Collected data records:
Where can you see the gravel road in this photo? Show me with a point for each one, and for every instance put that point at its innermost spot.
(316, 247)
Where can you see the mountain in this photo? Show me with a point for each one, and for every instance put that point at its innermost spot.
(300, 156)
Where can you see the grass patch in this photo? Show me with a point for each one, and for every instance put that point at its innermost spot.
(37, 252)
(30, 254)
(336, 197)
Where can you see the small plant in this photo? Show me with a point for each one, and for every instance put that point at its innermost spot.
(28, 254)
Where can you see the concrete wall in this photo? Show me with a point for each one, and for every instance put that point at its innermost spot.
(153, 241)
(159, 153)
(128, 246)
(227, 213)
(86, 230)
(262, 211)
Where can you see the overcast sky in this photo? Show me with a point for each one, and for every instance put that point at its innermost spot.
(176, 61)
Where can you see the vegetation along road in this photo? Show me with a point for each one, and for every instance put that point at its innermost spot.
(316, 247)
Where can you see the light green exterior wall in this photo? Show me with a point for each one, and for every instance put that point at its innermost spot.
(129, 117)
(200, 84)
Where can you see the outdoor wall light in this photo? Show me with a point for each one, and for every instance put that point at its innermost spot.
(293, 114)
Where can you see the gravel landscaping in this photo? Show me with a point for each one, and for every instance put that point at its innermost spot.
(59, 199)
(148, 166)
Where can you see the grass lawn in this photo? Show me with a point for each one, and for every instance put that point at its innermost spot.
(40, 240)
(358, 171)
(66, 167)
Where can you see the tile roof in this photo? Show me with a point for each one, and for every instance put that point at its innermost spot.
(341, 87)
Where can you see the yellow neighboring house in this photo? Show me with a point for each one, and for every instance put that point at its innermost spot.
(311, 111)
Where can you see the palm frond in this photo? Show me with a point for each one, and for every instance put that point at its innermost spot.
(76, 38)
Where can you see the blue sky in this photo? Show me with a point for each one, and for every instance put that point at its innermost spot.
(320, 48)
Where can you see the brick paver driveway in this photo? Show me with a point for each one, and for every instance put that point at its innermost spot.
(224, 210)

• Job:
Output every line of the listing above verbatim, from the first entry through the last.

• Exercise result:
Where can you see the gravel road in this photo? Show me with a point for each one, and for every instance put that point at its innermost spot.
(316, 247)
Where can you see the mountain in this photo? Show me with a point for each one, and for every instance put that point at its innermost spot.
(300, 156)
Where can you see the grass patch in this photo? Show me with a point for each one, and for every instance put that point at its innermost spot.
(37, 252)
(30, 254)
(336, 197)
Where can you see the small plant in this photo? Show me with a point for each one, and for every instance put that point at its innermost spot.
(28, 254)
Where can you see the concrete wall in this photo? Show me with a point for each one, and for every instance put that point at its innermost spot.
(153, 241)
(159, 153)
(128, 246)
(227, 213)
(86, 230)
(262, 211)
Where can you see the overcast sky in this photo? Show me with a point for each one, and for every instance put that point at its innermost spot.
(176, 61)
Where can you see the vegetation along road in this photo? Show me with a point for each one, and for every instance put that point at its innermost spot.
(316, 247)
Where can you see the light green exterior wall in this photo? Show me with a point for each one, and for every instance put that point at its innermost spot.
(129, 117)
(200, 84)
Where can you see the outdoor wall light in this photo? Show me with a point for each one, and for every instance put that point at its innermost spot.
(293, 114)
Where can you see the gravel landscaping in this photo? Show me with a point for each one, and for every instance put that point at its innermost spot.
(59, 199)
(148, 166)
Where can you see the grass lawn in this photo? Show me with a point for each one, and for every instance put that point at its innermost spot.
(40, 240)
(358, 171)
(66, 167)
Where can you see the tile roof in this photo? Show me with a point for each one, and for every instance put that point at its innermost spot.
(341, 87)
Where can you see the yellow neighboring house in this photo? Show me with a point for each one, and for every instance put that point at its innermost spot.
(311, 111)
Where can you see the palm frond in this photo? Show me with a point for each one, and for every instance put that point at its innermost spot.
(76, 38)
Where can you see the blue sky in this photo? Show me with a point for each one, and for every instance put that point at its innermost spot.
(320, 48)
Where can you see the brick paver driveway in this photo? Show me with a point for each one, and for every instance put that point at its innermost spot.
(224, 210)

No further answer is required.